___ Texto fornecido ___
Causadas por fatores econômicos e geopolíticos, idas e vindas são mapeadas por pesquisadora
A imigração haitiana no Brasil passou por vários momentos desde sua intensificação a partir de 2010, ano do terremoto que destruiu o Haiti. Nesses sete anos, mais de 90.000 haitianos entraram e se espalharam pelo país, enfrentando uma difícil trajetória, na condição de trabalhador imigrante, para sua inserção no mercado. Já em 2015, mas principalmente no início do ano passado, a crise econômica brasileira gerou um movimento de saída de haitianos, tendo Estados Unidos e Chile como destinos preferenciais. E agora, com o fechamento da fronteira por Donald Trump e a falta de perspectivas em terras chilenas, percebe-se uma nova onda de haitianos voltando ou vindo pela primeira vez ao Brasil – não mais por terra, e sim pelos aeroportos, portando vistos e por tempo indeterminado.
Todo esse dramático vai e vem dos haitianos foi acompanhado desde o início por Marília Lima Pimentel Cotinguiba, professora da Universidade Federal de Rondônia (UNIR) e pós-doutoranda do Núcleo de Estudos de População (Nepo) da Unicamp. “Em 2011 começamos uma pesquisa junto a imigrantes que entraram pela tríplice fronteira norte (Brasil-Peru-Bolívia). A chegada, passagem e circulação dos haitianos transformou a dinâmica das cidades acreanas de Brasileia, Epitaciolândia e Assis Brasil, que fazem fronteira com Cobija na Bolívia e Iñanpari no Peru. Na época, viajei cinco vezes até a fronteira para entender por que eles estavam chegando, como conduziam a documentação, o que vinham fazer no Brasil e como eram acolhidos.”
Segundo dados levantados por Marília Pimentel, 37.864 haitianos entraram por essa fronteira de 2010 a 2015, na condição de indocumentados. “Inicialmente, essa população imigrante solicitava refúgio, mas as solicitações não eram enviadas para o Conselho Nacional de Refugiados (Conare) e sim para o Conselho Nacional de Imigração (CNIg) do Ministério do Trabalho e Previdência Social, convertendo os haitianos em ‘trabalhadores imigrantes’ no país. O visto humanitário foi a solução encontrada pelas autoridades brasileiras, vinculando-o a uma questão de acolhimento dessa população por questões humanitárias, diferentemente de outros fluxos migratórios internacionais.”
___ Entradas selecionadas ___
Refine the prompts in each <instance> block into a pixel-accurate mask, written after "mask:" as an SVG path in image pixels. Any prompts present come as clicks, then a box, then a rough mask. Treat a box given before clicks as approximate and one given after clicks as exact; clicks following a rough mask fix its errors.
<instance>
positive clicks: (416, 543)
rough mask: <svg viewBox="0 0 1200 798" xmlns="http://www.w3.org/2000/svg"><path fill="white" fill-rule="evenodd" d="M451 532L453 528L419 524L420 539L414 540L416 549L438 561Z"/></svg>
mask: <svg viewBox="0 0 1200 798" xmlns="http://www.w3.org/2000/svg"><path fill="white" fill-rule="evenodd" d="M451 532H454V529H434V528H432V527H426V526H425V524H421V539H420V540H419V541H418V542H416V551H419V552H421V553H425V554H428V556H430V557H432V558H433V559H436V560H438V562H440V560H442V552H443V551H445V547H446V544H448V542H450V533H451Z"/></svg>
___
Pedido de trabalho 1: Repita fielmente o trecho do texto sobre a imigração haitiana no Brasil entre "Causadas por fatores" e "por tempo indeterminado.", inclusive.
Pedido de trabalho 2: Por favor, dê sequência ao texto sobre a imigração haitiana no Brasil a partir da última frase apresentada.
As entradas não têm relação com o texto sobre a imigração haitiana no Brasil.

Área de resposta 1:
Causadas por fatores econômicos e geopolíticos, idas e vindas são mapeadas por pesquisadora
A imigração haitiana no Brasil passou por vários momentos desde sua intensificação a partir de 2010, ano do terremoto que destruiu o Haiti. Nesses sete anos, mais de 90.000 haitianos entraram e se espalharam pelo país, enfrentando uma difícil trajetória, na condição de trabalhador imigrante, para sua inserção no mercado. Já em 2015, mas principalmente no início do ano passado, a crise econômica brasileira gerou um movimento de saída de haitianos, tendo Estados Unidos e Chile como destinos preferenciais. E agora, com o fechamento da fronteira por Donald Trump e a falta de perspectivas em terras chilenas, percebe-se uma nova onda de haitianos voltando ou vindo pela primeira vez ao Brasil – não mais por terra, e sim pelos aeroportos, portando vistos e por tempo indeterminado.

Área de resposta 2:
A professora Rosana Baeninger, coordenadora do Observatório das Migrações em São Paulo e supervisora de Marília no pós-doutorado, afirma que há muita confusão em relação aos haitianos, que são vistos na categoria dos refugiados. “Na verdade, eles chegaram à fronteira solicitando refúgio, mas é natural que as autoridades não tenham concedido o visto de refugiado para imigrantes de um país onde se encontra uma missão de paz brasileira. Passados sete anos, oficialmente, a imigração haitiana ainda é atribuída ao terremoto, quando na verdade se trata de um movimento histórico, que começou por Estados Unidos, Canadá, França e ilhas caribenhas como República Dominicana, Cuba e Bahamas.”
A busca por trabalho foi o principal motivo para vir ao Brasil, como apontado pelos haitianos nos questionários aplicados por Marília Pimentel. “Nosso país se preparava para sediar a Copa do Mundo e havia muitas obras, sendo que eles são fanáticos pelo futebol brasileiro – um ano antes do terremoto, a seleção jogou no Haiti. A presença de tropas brasileiras naquele país, transmitindo informações sobre o Brasil, também influenciava a migração. Com o endurecimento das fronteiras nos destinos preferenciais, os haitianos passaram então a vir para cá, alguns de passagem para a Guiana Francesa.”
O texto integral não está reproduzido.